WHAT TO PRODUCE:
Return, unchanged, each line in the records below that contains the string "cabinet".

——

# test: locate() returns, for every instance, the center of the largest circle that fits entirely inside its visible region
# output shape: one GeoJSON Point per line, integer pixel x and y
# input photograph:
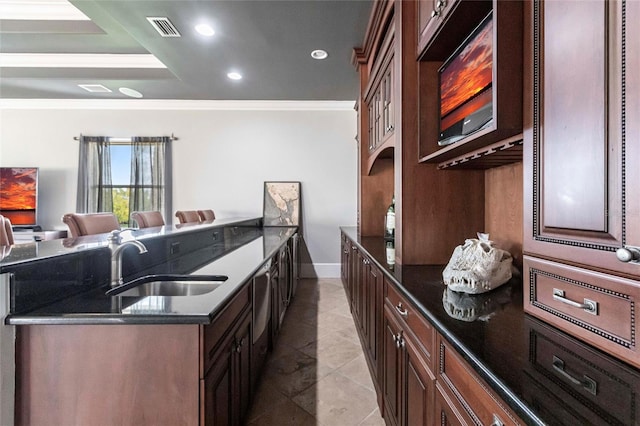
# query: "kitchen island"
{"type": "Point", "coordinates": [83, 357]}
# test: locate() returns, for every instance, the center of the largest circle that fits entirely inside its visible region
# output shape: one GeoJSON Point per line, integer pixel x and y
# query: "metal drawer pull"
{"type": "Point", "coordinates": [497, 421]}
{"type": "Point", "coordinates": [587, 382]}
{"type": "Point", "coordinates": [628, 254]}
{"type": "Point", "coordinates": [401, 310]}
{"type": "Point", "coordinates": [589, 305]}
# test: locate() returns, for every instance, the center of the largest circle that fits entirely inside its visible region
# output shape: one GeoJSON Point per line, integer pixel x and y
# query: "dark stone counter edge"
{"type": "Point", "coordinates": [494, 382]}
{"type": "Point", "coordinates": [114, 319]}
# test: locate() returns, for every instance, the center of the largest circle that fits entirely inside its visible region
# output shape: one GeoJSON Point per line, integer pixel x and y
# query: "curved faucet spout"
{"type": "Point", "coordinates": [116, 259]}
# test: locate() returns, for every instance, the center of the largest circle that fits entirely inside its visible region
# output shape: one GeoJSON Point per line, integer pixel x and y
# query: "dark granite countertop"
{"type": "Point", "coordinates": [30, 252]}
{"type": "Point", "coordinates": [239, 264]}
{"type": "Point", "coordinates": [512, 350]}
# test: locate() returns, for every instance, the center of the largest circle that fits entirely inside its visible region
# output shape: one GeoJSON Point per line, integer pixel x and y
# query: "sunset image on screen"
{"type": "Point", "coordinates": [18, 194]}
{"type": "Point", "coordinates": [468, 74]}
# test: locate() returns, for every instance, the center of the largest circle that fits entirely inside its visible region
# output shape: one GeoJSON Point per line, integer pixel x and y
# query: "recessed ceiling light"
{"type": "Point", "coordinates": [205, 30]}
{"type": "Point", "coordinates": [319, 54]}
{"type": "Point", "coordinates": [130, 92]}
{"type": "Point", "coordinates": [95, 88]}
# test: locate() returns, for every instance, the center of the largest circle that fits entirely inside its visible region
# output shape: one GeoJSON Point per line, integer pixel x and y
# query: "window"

——

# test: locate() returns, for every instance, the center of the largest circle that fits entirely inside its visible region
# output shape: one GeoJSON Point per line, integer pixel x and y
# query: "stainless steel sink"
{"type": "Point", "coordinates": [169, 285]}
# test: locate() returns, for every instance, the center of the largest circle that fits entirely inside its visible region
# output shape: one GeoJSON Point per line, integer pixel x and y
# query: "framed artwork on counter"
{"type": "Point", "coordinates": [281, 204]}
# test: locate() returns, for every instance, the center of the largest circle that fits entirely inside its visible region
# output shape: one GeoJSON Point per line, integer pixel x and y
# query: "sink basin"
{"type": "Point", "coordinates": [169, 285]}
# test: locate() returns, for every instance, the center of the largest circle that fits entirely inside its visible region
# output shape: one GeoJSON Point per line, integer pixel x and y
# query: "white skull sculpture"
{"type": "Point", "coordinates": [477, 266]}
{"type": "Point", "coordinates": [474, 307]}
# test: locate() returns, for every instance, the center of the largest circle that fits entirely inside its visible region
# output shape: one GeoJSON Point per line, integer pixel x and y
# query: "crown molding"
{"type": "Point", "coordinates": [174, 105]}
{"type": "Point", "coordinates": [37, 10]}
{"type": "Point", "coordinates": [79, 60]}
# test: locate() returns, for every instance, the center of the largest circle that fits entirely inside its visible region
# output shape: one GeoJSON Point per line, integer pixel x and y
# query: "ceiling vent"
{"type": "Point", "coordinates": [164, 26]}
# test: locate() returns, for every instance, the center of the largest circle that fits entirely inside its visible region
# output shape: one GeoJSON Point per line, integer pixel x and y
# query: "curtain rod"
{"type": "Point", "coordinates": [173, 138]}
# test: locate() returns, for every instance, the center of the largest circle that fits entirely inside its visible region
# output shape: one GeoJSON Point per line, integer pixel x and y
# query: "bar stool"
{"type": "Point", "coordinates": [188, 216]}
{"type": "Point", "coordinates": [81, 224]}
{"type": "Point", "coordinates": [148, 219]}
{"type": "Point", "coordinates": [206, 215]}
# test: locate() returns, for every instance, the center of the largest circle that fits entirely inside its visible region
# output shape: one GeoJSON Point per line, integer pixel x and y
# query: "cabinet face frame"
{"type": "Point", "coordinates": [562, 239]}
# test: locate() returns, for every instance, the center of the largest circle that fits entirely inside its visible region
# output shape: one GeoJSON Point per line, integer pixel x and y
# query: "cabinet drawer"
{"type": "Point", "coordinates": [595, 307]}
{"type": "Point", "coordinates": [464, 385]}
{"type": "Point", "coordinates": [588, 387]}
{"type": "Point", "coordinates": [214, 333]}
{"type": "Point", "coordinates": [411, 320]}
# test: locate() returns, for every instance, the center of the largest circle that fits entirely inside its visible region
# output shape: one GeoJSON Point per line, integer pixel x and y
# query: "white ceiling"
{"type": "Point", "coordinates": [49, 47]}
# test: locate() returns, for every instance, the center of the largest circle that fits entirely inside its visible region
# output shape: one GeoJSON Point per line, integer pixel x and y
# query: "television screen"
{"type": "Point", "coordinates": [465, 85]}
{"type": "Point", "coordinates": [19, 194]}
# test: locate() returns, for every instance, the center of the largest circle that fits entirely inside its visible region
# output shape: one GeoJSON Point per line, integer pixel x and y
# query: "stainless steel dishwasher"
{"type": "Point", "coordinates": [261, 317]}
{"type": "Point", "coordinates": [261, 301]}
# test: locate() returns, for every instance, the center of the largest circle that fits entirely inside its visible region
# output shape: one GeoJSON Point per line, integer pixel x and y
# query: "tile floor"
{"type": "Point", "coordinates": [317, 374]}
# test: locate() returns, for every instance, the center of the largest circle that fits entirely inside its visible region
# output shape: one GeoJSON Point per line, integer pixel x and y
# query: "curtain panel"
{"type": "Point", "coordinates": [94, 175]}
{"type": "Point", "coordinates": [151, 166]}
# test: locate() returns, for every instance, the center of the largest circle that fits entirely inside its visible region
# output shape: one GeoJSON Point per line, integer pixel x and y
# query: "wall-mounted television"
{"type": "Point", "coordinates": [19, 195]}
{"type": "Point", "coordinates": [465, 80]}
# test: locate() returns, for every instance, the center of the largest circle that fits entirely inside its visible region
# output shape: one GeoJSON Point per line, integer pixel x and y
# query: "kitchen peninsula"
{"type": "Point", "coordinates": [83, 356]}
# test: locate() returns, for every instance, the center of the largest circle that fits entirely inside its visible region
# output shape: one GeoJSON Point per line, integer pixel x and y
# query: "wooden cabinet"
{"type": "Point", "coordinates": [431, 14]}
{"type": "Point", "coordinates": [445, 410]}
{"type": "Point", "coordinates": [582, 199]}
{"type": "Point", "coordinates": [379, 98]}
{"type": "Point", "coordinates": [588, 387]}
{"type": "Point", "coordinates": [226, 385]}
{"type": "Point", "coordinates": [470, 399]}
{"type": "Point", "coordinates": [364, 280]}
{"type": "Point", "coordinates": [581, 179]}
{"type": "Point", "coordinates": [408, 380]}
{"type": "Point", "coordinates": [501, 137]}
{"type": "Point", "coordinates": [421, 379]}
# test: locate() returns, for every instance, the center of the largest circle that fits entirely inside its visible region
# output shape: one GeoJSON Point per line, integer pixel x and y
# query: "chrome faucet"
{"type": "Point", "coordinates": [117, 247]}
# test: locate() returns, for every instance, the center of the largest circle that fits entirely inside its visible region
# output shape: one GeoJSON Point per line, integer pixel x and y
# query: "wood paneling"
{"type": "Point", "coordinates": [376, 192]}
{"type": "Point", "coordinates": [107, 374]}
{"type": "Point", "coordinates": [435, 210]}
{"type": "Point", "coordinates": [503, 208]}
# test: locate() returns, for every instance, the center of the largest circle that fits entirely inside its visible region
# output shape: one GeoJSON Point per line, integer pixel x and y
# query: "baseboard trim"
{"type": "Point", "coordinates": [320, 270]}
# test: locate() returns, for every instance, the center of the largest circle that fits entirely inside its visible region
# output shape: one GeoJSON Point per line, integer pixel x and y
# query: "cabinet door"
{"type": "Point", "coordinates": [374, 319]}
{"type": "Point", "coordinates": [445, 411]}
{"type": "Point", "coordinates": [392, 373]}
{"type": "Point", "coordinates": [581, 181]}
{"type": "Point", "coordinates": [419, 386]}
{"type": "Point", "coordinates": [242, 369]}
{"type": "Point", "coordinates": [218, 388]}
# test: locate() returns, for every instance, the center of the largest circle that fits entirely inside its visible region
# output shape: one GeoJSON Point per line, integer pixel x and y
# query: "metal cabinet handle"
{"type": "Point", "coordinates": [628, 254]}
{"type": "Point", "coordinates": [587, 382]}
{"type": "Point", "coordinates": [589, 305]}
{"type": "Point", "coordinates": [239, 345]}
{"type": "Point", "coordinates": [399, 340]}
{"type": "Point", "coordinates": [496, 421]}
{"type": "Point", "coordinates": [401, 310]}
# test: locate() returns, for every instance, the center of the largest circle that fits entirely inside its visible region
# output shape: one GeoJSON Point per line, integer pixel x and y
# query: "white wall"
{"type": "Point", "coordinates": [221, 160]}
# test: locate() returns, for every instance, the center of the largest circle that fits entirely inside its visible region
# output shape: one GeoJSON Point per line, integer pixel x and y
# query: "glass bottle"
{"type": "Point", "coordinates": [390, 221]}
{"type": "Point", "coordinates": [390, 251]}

——

SOLUTION TO THIS TASK:
# query: "cabinet face frame"
# query: "cabinet drawer"
# query: "wooden cabinet"
# query: "cabinet door"
# query: "metal cabinet handle"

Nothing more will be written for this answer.